━━ Document excerpt

You automate your workflow by creating steps in a pipeline. The term "pipeline" refers to the idea that this is a series of sequential steps, executing one after the other.

The pipeline is simply a yaml file that is friendly for human creation & consumption.

Configure your Dev Environment

pypyr is a Python application. It requires Python >=3.6.

You probably want to install it to a virtual environment, although this is not mandatory. If you want to create a virtual environment, this is the quickest way to do so. Open your terminal and do the following:

$ cd path/to/your/dev/folder/
$ python3 -m venv .env
$ . .env/bin/activate

[TODO: other deps like ffmpeg?]

Install pypyr

From your terminal, install pypyr like this:

$ pip install pypyr

Note: if you are working in a virtual environment, it needs to be active when you run pip install. If you followed the previous step it will be active already.

━━━━
━━ Provided records

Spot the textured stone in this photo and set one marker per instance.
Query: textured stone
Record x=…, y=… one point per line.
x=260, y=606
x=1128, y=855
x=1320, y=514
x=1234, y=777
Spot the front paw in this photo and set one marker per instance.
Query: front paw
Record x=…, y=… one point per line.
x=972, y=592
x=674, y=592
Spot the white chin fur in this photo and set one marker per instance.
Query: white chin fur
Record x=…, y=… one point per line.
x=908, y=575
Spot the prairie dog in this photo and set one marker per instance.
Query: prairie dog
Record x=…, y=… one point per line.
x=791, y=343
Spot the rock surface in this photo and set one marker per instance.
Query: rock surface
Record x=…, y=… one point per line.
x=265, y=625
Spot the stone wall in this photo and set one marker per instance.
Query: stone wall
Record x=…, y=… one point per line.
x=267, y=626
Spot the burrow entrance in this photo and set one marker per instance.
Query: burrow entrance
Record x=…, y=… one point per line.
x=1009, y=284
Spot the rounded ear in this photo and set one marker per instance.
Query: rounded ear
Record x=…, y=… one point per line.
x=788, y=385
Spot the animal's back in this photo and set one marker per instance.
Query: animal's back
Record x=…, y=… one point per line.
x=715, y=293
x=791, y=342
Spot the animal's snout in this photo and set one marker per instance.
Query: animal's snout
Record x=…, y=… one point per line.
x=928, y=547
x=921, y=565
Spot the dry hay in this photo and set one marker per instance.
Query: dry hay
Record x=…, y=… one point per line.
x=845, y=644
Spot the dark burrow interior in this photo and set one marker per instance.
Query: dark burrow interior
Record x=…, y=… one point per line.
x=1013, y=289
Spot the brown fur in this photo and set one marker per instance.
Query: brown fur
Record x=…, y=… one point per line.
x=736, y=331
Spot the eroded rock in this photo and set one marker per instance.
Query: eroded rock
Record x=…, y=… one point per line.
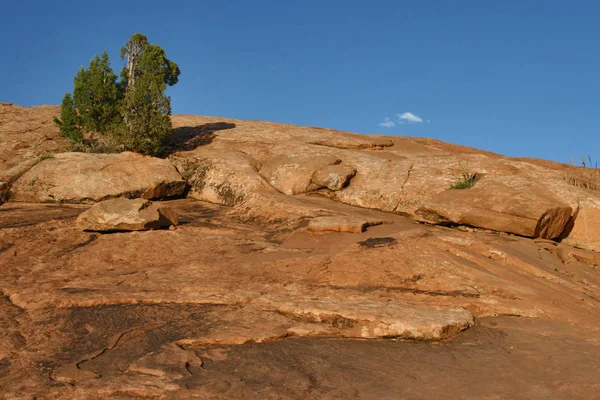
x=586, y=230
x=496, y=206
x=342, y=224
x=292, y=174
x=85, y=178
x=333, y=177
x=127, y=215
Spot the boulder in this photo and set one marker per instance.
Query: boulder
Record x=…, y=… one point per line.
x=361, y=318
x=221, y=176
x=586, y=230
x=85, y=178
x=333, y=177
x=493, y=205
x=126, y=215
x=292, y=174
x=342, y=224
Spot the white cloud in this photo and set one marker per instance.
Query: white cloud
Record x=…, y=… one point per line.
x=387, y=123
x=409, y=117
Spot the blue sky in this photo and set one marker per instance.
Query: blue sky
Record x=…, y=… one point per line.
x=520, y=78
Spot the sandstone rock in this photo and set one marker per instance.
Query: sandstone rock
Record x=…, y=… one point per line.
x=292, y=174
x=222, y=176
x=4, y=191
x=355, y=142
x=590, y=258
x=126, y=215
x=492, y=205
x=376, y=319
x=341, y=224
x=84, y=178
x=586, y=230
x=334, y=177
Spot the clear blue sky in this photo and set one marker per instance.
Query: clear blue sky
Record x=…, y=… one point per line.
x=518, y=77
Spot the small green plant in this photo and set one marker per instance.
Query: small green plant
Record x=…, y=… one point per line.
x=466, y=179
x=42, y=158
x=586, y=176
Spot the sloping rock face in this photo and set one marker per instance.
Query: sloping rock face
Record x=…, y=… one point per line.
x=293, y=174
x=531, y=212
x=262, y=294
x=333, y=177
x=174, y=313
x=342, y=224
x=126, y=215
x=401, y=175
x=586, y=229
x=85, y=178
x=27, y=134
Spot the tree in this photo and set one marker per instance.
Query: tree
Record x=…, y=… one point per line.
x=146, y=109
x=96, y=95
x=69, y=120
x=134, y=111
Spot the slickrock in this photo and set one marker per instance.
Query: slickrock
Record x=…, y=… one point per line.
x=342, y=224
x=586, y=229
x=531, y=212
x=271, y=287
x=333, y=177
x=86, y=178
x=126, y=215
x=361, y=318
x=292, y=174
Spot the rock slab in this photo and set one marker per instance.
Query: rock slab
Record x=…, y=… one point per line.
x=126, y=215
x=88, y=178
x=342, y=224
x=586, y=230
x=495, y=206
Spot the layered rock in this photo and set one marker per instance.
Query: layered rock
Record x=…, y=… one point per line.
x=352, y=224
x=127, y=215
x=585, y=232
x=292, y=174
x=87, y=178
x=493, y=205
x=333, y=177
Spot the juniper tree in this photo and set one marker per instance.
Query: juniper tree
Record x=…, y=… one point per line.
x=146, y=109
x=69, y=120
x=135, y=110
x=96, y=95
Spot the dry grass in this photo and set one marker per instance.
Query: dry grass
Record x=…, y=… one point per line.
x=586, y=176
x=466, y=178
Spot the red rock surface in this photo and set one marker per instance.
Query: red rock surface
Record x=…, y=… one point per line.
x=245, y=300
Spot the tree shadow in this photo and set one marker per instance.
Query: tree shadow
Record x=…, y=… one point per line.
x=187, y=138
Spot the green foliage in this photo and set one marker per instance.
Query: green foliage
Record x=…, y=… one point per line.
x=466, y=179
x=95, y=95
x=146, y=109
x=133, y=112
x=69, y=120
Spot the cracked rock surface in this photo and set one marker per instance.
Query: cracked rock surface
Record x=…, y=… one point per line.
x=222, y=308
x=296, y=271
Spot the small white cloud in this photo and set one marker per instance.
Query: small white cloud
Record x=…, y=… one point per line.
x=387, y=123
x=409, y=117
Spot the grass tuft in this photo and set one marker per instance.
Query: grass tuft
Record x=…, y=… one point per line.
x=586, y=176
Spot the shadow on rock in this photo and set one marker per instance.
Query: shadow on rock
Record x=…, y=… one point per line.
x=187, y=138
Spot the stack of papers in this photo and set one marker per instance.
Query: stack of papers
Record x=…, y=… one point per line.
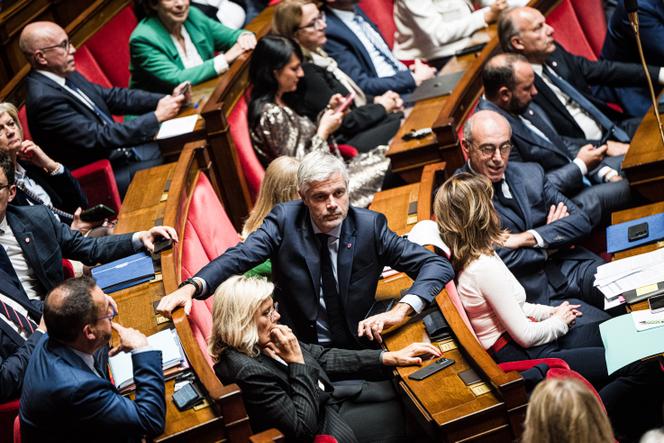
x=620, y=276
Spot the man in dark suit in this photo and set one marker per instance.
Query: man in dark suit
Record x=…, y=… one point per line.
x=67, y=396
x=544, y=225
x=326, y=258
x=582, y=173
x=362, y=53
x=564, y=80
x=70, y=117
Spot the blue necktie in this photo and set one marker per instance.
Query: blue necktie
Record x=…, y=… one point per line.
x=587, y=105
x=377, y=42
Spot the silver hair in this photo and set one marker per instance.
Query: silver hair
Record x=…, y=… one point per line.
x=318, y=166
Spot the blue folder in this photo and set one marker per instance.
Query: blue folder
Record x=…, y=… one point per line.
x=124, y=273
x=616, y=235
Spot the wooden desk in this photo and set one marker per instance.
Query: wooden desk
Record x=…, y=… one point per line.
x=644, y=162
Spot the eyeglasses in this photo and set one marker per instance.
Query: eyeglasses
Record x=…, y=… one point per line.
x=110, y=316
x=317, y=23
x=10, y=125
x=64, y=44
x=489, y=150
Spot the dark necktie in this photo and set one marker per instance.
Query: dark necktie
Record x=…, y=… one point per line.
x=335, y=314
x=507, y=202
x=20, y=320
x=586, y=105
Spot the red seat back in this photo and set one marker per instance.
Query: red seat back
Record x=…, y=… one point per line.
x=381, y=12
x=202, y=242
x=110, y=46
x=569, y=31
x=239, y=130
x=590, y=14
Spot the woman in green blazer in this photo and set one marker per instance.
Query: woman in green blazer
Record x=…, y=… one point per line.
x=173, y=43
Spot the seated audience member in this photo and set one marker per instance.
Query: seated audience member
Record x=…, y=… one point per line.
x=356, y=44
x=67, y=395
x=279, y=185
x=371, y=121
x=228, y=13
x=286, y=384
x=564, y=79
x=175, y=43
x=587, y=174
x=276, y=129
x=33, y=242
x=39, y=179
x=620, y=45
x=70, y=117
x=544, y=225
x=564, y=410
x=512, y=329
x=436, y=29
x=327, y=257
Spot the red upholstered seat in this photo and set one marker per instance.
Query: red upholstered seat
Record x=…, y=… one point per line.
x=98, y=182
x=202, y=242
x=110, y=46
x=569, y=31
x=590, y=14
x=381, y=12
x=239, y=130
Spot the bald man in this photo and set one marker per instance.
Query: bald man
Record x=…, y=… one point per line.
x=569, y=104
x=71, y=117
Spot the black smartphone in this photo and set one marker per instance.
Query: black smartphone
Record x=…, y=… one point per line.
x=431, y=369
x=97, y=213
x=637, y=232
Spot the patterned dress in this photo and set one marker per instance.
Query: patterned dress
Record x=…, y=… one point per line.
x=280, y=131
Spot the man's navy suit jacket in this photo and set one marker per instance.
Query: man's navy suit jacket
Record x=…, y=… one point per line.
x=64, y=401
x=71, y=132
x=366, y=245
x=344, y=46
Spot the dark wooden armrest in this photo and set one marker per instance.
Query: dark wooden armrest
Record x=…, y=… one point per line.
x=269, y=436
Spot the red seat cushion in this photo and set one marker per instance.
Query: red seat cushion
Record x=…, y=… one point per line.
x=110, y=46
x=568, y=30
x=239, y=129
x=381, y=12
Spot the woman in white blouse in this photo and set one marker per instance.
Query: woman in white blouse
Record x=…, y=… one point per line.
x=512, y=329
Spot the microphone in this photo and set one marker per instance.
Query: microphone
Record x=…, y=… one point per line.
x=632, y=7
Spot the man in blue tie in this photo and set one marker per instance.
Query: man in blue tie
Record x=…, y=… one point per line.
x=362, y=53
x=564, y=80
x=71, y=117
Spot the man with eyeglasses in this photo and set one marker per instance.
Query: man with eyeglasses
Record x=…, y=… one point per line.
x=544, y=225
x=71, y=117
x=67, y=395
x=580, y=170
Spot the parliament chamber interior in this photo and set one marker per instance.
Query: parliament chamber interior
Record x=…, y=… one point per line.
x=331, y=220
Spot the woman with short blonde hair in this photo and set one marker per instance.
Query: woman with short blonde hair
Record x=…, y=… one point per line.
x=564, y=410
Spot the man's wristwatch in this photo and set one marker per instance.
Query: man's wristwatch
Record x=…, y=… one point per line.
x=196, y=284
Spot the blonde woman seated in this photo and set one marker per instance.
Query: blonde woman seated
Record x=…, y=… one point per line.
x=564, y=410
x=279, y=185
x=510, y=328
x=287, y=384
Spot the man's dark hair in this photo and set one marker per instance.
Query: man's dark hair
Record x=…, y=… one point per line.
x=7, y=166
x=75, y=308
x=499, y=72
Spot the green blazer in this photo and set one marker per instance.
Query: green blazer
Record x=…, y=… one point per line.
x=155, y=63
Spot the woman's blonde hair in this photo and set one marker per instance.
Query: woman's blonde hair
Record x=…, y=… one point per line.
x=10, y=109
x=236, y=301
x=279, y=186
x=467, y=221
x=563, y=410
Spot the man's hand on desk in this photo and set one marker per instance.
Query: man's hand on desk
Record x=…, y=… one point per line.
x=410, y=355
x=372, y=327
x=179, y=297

━━━━

• **The tasks**
**1.** List every terminal command that the pypyr guide shows, one per line.
**2.** According to the pypyr guide, which Python version does pypyr require?
**3.** Reproduce the part of the pypyr guide starting with "[TODO: other deps" and going on through "be active already.".

• **Results in order**
**1.**
$ cd path/to/your/dev/folder/
$ python3 -m venv .env
$ . .env/bin/activate
$ pip install pypyr

**2.** Python >=3.6.

**3.**
[TODO: other deps like ffmpeg?]

Install pypyr

From your terminal, install pypyr like this:

$ pip install pypyr

Note: if you are working in a virtual environment, it needs to be active when you run pip install. If you followed the previous step it will be active already.